→ **练习目标**
从包含“Where can the beryl”的那一行起到最后一行为止，将这一段重新写出。写出时把其中的“bicycle”全部替换为“bike”，其余内容保持不变。
⟨
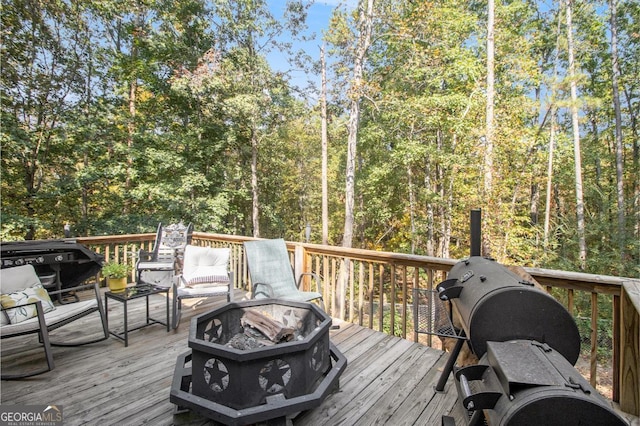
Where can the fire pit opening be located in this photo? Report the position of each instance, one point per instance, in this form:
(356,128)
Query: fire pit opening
(268,355)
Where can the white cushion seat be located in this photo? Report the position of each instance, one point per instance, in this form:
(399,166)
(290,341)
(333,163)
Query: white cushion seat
(17,288)
(164,266)
(204,274)
(61,313)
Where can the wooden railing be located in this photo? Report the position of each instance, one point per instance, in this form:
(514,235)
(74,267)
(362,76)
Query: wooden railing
(376,292)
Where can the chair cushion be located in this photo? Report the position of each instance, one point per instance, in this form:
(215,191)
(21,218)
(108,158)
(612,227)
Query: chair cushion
(158,266)
(202,264)
(61,313)
(18,278)
(20,300)
(205,291)
(207,281)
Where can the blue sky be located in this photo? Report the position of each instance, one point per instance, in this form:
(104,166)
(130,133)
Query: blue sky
(317,21)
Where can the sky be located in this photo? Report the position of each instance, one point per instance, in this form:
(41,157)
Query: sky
(318,17)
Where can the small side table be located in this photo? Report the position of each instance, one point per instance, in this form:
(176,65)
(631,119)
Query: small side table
(131,293)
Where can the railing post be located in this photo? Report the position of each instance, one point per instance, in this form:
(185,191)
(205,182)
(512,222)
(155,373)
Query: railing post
(300,267)
(630,348)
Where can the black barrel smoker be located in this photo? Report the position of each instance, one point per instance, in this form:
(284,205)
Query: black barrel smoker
(495,304)
(527,344)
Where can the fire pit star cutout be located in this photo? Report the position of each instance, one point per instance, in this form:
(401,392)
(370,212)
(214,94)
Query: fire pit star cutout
(274,376)
(317,356)
(290,319)
(213,331)
(216,375)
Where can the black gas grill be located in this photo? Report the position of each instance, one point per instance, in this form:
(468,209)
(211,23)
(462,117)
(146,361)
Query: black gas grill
(60,264)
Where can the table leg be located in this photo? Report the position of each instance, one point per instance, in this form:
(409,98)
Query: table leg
(106,312)
(167,310)
(126,330)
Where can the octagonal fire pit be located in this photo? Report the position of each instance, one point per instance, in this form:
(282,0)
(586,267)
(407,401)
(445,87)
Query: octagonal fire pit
(257,360)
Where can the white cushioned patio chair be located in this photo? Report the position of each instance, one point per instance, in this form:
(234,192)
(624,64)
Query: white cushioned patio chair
(27,309)
(205,273)
(272,275)
(158,266)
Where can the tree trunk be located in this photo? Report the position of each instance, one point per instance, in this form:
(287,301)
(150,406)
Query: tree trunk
(547,209)
(489,136)
(255,209)
(323,114)
(582,244)
(365,25)
(619,158)
(552,139)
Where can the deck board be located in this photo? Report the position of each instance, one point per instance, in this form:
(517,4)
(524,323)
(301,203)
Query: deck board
(388,380)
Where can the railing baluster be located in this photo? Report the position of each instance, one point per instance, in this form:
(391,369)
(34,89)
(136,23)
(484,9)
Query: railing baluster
(594,339)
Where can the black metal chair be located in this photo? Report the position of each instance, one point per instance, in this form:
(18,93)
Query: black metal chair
(272,275)
(158,266)
(205,273)
(22,291)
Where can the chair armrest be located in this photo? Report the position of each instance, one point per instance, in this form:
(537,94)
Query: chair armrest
(268,286)
(39,312)
(76,288)
(315,277)
(145,256)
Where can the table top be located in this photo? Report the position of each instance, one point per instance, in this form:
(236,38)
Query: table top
(135,291)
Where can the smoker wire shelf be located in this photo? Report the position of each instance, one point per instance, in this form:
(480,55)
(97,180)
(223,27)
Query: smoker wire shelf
(432,315)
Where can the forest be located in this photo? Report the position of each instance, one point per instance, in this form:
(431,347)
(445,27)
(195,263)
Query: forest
(119,114)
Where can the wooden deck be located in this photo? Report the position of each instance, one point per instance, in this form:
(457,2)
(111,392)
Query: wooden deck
(388,380)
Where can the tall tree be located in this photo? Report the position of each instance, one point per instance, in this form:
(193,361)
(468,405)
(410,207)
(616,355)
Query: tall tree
(325,154)
(489,132)
(362,43)
(615,72)
(577,156)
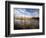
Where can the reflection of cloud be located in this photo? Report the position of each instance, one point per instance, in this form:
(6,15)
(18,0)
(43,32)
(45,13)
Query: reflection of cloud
(26,12)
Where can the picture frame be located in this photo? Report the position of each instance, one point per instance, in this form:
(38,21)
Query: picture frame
(21,6)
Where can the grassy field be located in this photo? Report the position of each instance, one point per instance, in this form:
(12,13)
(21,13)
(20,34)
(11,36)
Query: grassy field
(34,23)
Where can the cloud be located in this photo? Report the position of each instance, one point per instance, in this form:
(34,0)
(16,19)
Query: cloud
(26,12)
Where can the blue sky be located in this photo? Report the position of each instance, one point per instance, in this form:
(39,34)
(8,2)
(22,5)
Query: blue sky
(26,12)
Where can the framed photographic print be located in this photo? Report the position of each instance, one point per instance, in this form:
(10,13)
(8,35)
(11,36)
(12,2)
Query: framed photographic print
(24,18)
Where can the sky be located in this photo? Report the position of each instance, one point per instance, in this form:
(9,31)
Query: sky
(26,12)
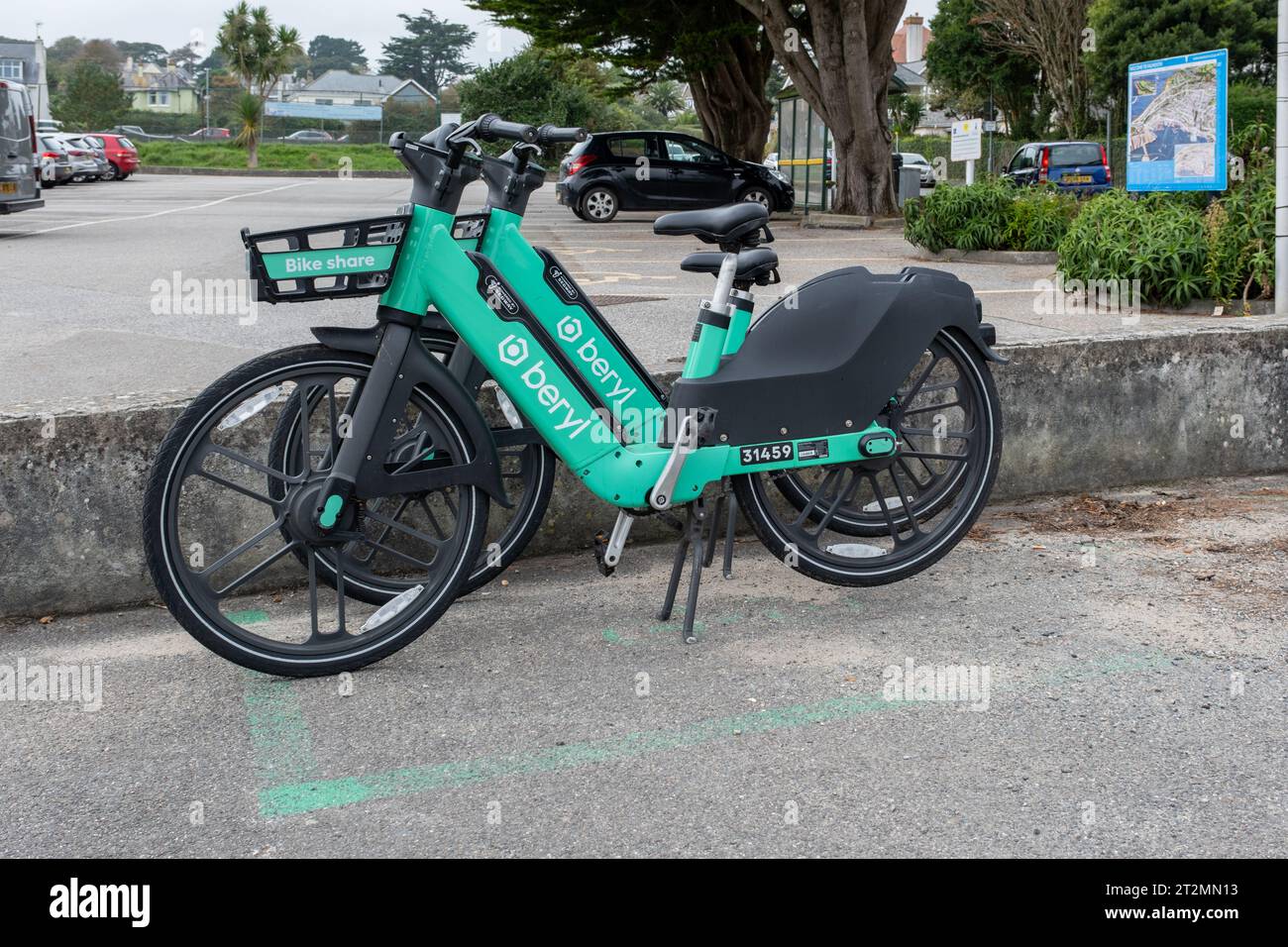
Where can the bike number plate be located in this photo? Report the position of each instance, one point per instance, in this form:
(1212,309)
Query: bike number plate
(765,454)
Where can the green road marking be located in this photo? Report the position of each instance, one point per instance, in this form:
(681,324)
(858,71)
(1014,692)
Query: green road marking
(249,617)
(323,793)
(294,787)
(279,736)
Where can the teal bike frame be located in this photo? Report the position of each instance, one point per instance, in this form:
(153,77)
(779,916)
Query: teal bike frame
(584,392)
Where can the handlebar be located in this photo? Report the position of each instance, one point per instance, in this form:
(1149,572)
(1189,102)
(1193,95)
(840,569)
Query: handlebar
(549,134)
(492,127)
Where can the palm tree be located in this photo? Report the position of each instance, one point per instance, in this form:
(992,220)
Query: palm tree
(259,54)
(665,97)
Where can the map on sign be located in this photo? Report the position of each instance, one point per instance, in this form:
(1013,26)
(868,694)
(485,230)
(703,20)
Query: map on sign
(1176,123)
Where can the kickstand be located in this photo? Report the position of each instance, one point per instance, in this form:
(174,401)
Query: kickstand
(732,521)
(694,536)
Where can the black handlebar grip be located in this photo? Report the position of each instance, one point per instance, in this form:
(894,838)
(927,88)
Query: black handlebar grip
(549,134)
(490,127)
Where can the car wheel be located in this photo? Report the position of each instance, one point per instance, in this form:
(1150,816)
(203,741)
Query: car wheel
(599,205)
(759,196)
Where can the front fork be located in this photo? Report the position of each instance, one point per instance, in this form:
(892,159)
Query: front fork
(378,390)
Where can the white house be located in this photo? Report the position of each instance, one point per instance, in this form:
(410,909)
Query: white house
(340,88)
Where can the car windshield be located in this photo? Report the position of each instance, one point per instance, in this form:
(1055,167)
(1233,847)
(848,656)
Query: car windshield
(1080,154)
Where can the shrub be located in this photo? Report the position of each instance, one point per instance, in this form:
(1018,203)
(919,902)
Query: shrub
(1184,247)
(1157,240)
(990,215)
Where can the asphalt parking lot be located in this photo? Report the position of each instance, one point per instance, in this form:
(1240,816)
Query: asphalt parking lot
(1133,705)
(80,279)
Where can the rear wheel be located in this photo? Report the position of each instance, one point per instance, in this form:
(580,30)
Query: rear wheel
(909,509)
(222,549)
(599,205)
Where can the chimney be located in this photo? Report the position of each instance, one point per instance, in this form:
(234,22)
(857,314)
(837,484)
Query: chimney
(914,38)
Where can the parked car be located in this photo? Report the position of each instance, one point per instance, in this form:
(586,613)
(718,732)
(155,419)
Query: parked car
(912,158)
(55,163)
(140,134)
(309,136)
(20,167)
(120,153)
(91,147)
(1080,166)
(661,170)
(85,166)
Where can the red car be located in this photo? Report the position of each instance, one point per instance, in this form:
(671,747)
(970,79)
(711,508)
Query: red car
(120,153)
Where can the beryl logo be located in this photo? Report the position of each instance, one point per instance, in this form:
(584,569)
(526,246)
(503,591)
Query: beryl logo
(570,329)
(513,350)
(563,282)
(497,298)
(75,899)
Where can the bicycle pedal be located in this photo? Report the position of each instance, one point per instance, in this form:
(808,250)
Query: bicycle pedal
(600,553)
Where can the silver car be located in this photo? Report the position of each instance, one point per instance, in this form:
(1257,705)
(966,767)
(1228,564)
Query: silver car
(85,166)
(20,169)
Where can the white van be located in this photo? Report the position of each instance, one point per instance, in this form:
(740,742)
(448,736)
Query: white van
(20,170)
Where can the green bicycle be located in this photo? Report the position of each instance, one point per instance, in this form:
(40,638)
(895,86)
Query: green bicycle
(321,506)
⟩
→ **完整答案**
Where can the beryl logo be located in this photo? Report the position of each instance, one point per instance, in this form:
(584,569)
(526,246)
(503,591)
Query: beryl logo
(570,329)
(513,350)
(563,282)
(497,298)
(75,899)
Where can the bike pedal be located in this photo? Report the position of each instance, one point per instance, in this form:
(808,250)
Query: bike pedal
(600,553)
Where can the silver car be located in this photo? Report the position of each instance, one point per instance, in this form:
(1257,705)
(966,767)
(1228,564)
Query: silver car
(85,166)
(20,169)
Where can the white van be located in this photo? Report the position of each instance, one point per instance, in this form:
(740,742)
(448,736)
Query: white van
(20,170)
Where can the green bike be located in this photo? Report the position of each instance, one point per instance, in this form:
(40,638)
(895,86)
Query: green bike
(321,506)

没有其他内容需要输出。